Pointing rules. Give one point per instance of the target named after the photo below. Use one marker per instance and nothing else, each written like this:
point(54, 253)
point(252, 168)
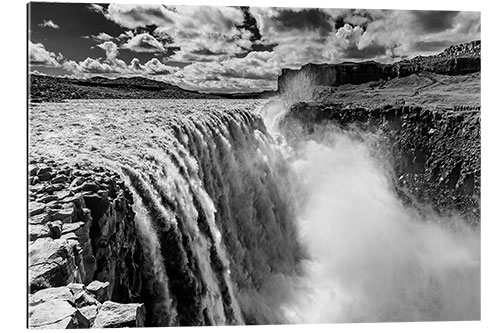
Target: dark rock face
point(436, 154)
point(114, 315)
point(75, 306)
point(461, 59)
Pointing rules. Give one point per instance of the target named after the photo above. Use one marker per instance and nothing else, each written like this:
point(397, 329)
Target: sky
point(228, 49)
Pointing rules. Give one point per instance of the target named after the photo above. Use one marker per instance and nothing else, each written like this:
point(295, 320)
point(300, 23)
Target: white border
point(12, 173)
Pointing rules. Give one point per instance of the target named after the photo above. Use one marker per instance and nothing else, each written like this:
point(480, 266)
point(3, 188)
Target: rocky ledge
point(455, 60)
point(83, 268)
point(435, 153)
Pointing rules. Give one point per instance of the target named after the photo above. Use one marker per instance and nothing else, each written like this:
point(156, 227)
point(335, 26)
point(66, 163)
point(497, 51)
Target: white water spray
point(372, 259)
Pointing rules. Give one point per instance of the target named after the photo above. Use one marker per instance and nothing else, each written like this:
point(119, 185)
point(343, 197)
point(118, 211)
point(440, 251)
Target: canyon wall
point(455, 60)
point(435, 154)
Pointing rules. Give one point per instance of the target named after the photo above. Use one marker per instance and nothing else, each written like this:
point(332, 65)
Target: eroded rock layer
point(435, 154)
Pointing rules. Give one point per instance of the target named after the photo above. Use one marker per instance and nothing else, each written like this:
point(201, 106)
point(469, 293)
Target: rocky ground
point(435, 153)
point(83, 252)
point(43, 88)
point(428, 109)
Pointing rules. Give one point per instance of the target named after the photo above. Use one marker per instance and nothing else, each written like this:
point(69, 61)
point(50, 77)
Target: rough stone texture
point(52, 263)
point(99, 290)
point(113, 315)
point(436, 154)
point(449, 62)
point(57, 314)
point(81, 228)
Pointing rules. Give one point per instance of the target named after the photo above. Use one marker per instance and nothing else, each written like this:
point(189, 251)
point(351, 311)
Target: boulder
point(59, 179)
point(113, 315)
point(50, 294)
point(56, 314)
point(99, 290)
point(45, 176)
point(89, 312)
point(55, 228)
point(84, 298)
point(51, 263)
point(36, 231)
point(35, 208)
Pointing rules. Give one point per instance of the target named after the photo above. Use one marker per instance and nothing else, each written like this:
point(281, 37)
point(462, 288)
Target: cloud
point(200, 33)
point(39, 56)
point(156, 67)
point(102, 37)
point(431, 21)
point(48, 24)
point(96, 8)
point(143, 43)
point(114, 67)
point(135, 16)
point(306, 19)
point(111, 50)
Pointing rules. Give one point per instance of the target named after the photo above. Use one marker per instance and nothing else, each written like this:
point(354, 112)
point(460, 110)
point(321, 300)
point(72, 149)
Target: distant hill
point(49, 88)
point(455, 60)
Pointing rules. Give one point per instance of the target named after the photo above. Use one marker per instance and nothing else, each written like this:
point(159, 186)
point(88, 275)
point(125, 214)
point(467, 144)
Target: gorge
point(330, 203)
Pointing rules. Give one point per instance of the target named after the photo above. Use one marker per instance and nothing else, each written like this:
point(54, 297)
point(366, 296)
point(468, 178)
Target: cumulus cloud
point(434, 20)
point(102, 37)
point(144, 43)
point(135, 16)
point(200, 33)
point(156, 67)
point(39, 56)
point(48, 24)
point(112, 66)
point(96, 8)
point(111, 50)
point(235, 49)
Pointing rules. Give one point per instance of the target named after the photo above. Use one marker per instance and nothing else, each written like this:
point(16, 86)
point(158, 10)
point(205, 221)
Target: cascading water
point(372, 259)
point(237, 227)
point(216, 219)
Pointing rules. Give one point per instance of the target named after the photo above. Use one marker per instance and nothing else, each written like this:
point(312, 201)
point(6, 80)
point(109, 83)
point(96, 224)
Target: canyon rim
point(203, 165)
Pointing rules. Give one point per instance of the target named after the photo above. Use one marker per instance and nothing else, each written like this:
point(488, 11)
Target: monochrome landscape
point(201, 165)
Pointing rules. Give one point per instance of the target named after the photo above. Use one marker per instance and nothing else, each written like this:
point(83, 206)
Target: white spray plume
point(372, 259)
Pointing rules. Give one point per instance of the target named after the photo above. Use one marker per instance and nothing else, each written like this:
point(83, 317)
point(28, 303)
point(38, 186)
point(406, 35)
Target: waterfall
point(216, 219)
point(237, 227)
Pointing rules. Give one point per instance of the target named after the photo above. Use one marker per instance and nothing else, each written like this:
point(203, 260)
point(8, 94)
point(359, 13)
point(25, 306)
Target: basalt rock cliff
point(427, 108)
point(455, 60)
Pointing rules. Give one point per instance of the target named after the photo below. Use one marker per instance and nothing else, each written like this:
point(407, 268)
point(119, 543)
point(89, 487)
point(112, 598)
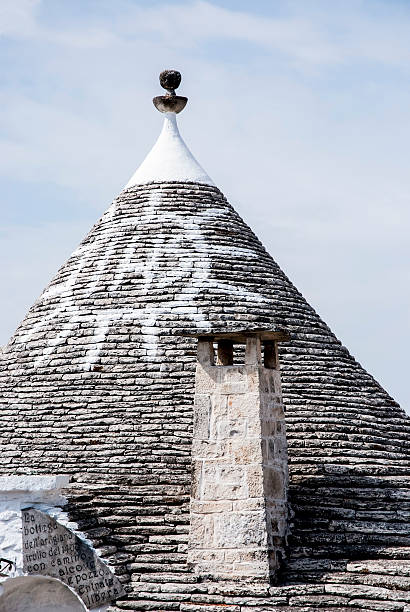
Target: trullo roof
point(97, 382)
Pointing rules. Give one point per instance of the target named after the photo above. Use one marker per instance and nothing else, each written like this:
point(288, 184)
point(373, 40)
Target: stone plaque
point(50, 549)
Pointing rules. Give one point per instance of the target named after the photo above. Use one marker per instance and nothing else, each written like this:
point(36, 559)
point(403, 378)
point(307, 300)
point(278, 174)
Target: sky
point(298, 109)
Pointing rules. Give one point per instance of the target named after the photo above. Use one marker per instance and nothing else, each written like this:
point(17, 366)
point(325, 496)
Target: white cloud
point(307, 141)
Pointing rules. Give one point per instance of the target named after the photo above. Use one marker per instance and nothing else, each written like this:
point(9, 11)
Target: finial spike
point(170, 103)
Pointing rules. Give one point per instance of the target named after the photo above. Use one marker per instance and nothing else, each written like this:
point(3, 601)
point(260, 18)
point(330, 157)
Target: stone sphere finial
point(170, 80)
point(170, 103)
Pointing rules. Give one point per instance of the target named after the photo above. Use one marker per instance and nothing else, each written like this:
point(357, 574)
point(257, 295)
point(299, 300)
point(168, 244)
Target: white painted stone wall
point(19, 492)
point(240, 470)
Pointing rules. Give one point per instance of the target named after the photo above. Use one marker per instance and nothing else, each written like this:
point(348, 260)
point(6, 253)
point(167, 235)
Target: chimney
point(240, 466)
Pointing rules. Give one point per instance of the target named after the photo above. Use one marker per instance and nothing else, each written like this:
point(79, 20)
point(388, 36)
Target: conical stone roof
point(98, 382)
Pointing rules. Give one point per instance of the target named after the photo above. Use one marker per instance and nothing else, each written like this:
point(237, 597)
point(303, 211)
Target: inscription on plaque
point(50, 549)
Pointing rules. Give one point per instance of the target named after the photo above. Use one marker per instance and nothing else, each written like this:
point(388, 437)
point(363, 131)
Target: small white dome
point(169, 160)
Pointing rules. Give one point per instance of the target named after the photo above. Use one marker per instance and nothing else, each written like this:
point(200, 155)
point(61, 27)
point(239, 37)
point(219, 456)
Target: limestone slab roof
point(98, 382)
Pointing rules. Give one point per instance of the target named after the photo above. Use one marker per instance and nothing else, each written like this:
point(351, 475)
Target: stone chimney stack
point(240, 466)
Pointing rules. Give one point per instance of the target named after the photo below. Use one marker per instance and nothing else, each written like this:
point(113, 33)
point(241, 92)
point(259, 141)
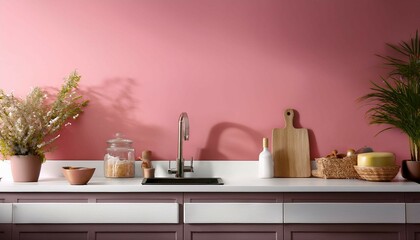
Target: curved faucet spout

#### SET TASK
Copy all of the records above word for word, leaving out the pictures.

#### ANSWER TO THIS TASK
Pointing rules. Give one point per instance of the target named after the photo below. Use one marker per instance and nothing else, each written like this:
point(54, 253)
point(252, 168)
Target: dark rock face
point(436, 154)
point(114, 315)
point(75, 306)
point(461, 59)
Pointing rules. Give one point per instance of the target named after the photo above. Use one marker per instance and nothing else, each written like this:
point(397, 329)
Target: sky
point(228, 49)
Pointing rules. Give one point per instance of the target named after the photo above. Use one marker per instance and nothing else, each written like this:
point(295, 320)
point(300, 23)
Target: white border
point(12, 173)
Pointing rules. Give one point per instance of the target named after the photo above. Use one marker per instance and nothing else, each written like this:
point(480, 266)
point(3, 188)
Target: rocky ledge
point(455, 60)
point(83, 268)
point(435, 153)
Pointing rules. Give one point per instance of the target named after the photo above. Use one marker per instance and nothing else, each written like this:
point(156, 227)
point(335, 26)
point(66, 163)
point(497, 51)
Target: white water spray
point(372, 259)
Pointing rules. Give one point per instance of the target named after the photo above. Use one marker per instance and nothing else, each written like this:
point(119, 185)
point(343, 197)
point(118, 211)
point(440, 251)
Target: canyon wall
point(455, 60)
point(435, 154)
Pointing rules. Give one point per instance of the target named after the photo above. Use one marker per instance and nothing else, each written like this:
point(332, 65)
Target: eroded rock layer
point(435, 154)
Pointing rules. Give one point per instance of the target named after the photo above. Use one marker per instance and nothing else, each written like this:
point(201, 106)
point(469, 293)
Target: rocky ground
point(435, 153)
point(83, 252)
point(43, 88)
point(428, 109)
Pointing rules. Give one point per instance of the target named after the photo above. Use one marker per instance and nothing else, each written like this:
point(69, 61)
point(50, 77)
Target: rough stone texture
point(52, 263)
point(99, 290)
point(113, 315)
point(436, 154)
point(449, 62)
point(57, 314)
point(81, 228)
Pointing rules. Give one point per instance of the target named after the photo above. Use one marker per instance and nothing else, each written like this:
point(189, 251)
point(351, 311)
Target: boulder
point(59, 179)
point(113, 315)
point(50, 294)
point(56, 314)
point(99, 290)
point(45, 176)
point(89, 312)
point(55, 228)
point(84, 298)
point(51, 263)
point(36, 231)
point(35, 208)
Pointing rules. Give one point per instance of the target named after the photo above. Use one marker per instance and nothing else, each written like this:
point(281, 37)
point(462, 288)
Target: cloud
point(200, 33)
point(39, 56)
point(156, 67)
point(102, 37)
point(431, 21)
point(48, 24)
point(96, 8)
point(143, 43)
point(114, 67)
point(135, 16)
point(306, 19)
point(111, 50)
Pointing rules. Give one point per instance of the target named after the photo above. Use one marker per instance and nothing else, each written like this:
point(354, 112)
point(460, 110)
point(321, 300)
point(72, 149)
Target: distant hill
point(49, 88)
point(455, 60)
Pointing rules. Give one point per instance of the target named after the photo above. Use one marker per instance and nothing else, each written like this:
point(159, 186)
point(88, 275)
point(125, 214)
point(467, 144)
Target: gorge
point(330, 203)
Pointing rules. Give one point per instance of the target named after the photo above. Use one marker per instance and nothing else, each written like this:
point(54, 297)
point(366, 296)
point(468, 178)
Target: cumulus cloud
point(434, 20)
point(102, 37)
point(144, 43)
point(135, 16)
point(200, 33)
point(156, 67)
point(39, 56)
point(48, 24)
point(112, 66)
point(96, 8)
point(111, 50)
point(235, 49)
Pointing rules. Give one point per instance of the target named after the photo above. Use one marker per instance and nothing else, each written like this:
point(16, 86)
point(158, 10)
point(205, 221)
Target: cascading water
point(372, 259)
point(237, 227)
point(216, 219)
Pointing rules. Give one point per instance of the target named after the photo above. Use one marker per instance and nothing else, each written like this:
point(312, 201)
point(6, 80)
point(109, 83)
point(96, 224)
Target: canyon rim
point(203, 165)
Pointing rules. Give one point per instance of the target named after the photo above. Use one marker per instance and nothing else, each written like this:
point(488, 11)
Target: monochrome landscape
point(201, 165)
Pointing rules. Give one point per instance of the target named after the photo above. Use one marker per instance and nothing else, each written like this:
point(83, 206)
Target: white spray plume
point(372, 259)
Pointing rules. Give one point per instance of the target named after the photo above. Use one marker per instance and nothing else, each written like this:
point(83, 317)
point(28, 303)
point(38, 186)
point(406, 35)
Target: waterfall
point(216, 219)
point(237, 227)
Pointing rules. Give one point per instance of the target named after the photo above. Use one marker per instance and nothing else, each written like this:
point(203, 260)
point(8, 94)
point(359, 13)
point(25, 306)
Target: basalt rock cliff
point(427, 108)
point(455, 60)
Pointing rules. Give one point per instance of the target named after the photo below. Use one marker per instance and nothing else, each written like this:
point(407, 268)
point(119, 543)
point(89, 487)
point(112, 598)
Target: trullo roof
point(97, 382)
Pointing rules. Give one point per instance of the target named after the photo above. Use one marker per instance and nothing else, each written like this:
point(288, 184)
point(373, 40)
Target: stone plaque
point(50, 549)
Pointing rules. Give one point per instance of the target named after the photo above. Use one marker per instance and nothing else, each written like this:
point(36, 559)
point(403, 378)
point(307, 300)
point(278, 174)
Target: sky
point(298, 109)
Pointing rules. Give one point per instance of the target named after the photo above. Use one marker per instance and nothing else, each written like this:
point(17, 366)
point(325, 496)
Target: white cloud
point(307, 141)
Pointing rules. Give one point per instance of the target named after the photo above. Use one marker per instance and nothing else, each written like this:
point(9, 11)
Target: finial spike
point(170, 103)
Pointing rules. Give one point per instance of the target named after the photo above. Use one marker per instance and nothing else, each written like this:
point(3, 601)
point(260, 18)
point(330, 157)
Target: stone sphere finial
point(170, 80)
point(170, 103)
Pointing rules. Give one point per instance of the target named after the photo above. Use one marker per instance and nothing else, each written like this:
point(357, 574)
point(257, 295)
point(299, 300)
point(168, 244)
Target: white painted stone wall
point(19, 492)
point(240, 470)
Pointing rules. Give one point per instance of the target named after the photo above. Use one marker per instance and nothing else, each written like this:
point(348, 260)
point(6, 253)
point(167, 235)
Target: chimney
point(240, 466)
Pointing rules. Give one point per instance of the target named after the photo above. Use one marker per instance and nothing else, each written like this:
point(79, 20)
point(388, 36)
Target: conical stone roof
point(98, 382)
Pointing rules. Give one point per instance of the target named after the photo above. Use one marker per instance and nothing else, each written like this:
point(237, 597)
point(303, 211)
Target: inscription on plaque
point(50, 549)
Pointing rules. Give one point per instance of the target named after the photo above. Use one marker per instance and nothing else, each written like this:
point(388, 437)
point(363, 131)
Target: small white dome
point(169, 160)
Pointing rules. Give one point per instance of the target named after the photo above. Use one marker per instance and nothing else, each written like this:
point(200, 155)
point(61, 27)
point(239, 37)
point(219, 456)
Target: limestone slab roof
point(98, 382)
Pointing rules. Give one point per instance of the target named after the photo above. Use one marker per instance and nothing else, each written like this:
point(351, 475)
Target: stone chimney stack
point(240, 466)
Pointing rules. Give one point per instance of the target named after the photo below. Use one marker per instance and nothing else, each written like this:
point(113, 33)
point(241, 92)
point(259, 141)
Target: curved faucet spout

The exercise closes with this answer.